* [Instructions for the task] Please return the passage about Kristen's Baja 1000 run word for word, from "With no chance" to "need next year.".

With no chance of winning and being just two miles from the nearest pit, Kristen had a a choice. Forfeit the race and try again next year, or sit through the blistering cold for a chance to finish her 7th solo run of the Baja 1000.

“I’ve never quit a single race,” she says. “Some are extremely challenging and I’m sure many of the racers out there would probably call it quits—but I just don’t have it in me. Sometimes the car is damaged beyond repair, but for me to call it because I feel physically unable? That just isn’t gonna happen.”

After the race, the Matlock team wastes no time getting back to the drawing board. Kristen is building a new car for the 2023 season. This year’s Baja was a hard lesson on what they’ll need next year.

“We realized that because we’re carrying 39 gallons of fuel in the rear of the car, handling is completely different when its full than it is when we’re running low,” she says. “Next season we’re moving the fuel cell to the middle of the car to even it out. We’re also moving up to a 35” Yokohama tire to lower stress on the suspension. We’re still learning after all this time, but I think we got everything we needed to make it happen next year.”

While desert racing will always be unpredictable, one thing is for certain: The Ironwoman will be back next year. If you see her bright pink car in your mirrors, you’d do well to get the hell out of her way.

(Pointing and labeling entries)
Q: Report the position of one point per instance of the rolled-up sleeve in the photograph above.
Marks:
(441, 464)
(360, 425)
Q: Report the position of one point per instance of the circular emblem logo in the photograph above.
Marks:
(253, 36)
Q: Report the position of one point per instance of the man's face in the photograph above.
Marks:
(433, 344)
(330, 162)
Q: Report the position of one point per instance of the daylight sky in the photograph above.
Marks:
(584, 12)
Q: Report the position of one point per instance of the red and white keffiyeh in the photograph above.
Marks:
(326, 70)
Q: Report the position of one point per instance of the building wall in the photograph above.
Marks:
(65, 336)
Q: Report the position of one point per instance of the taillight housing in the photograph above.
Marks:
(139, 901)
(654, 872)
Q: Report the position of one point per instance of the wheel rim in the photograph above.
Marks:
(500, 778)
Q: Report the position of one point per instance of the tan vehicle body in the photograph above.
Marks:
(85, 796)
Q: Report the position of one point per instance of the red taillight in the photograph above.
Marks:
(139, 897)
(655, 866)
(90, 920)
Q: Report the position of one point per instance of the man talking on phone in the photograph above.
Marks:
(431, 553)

---

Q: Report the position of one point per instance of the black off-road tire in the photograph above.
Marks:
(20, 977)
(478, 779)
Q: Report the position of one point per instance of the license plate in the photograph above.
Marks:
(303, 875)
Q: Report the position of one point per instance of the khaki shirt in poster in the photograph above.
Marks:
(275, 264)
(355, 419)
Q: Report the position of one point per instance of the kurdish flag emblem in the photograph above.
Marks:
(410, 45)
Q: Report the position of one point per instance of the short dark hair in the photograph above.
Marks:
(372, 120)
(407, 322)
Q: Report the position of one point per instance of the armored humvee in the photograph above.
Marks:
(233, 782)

* [Output for this exercise]
With no chance of winning and being just two miles from the nearest pit, Kristen had a a choice. Forfeit the race and try again next year, or sit through the blistering cold for a chance to finish her 7th solo run of the Baja 1000.

“I’ve never quit a single race,” she says. “Some are extremely challenging and I’m sure many of the racers out there would probably call it quits—but I just don’t have it in me. Sometimes the car is damaged beyond repair, but for me to call it because I feel physically unable? That just isn’t gonna happen.”

After the race, the Matlock team wastes no time getting back to the drawing board. Kristen is building a new car for the 2023 season. This year’s Baja was a hard lesson on what they’ll need next year.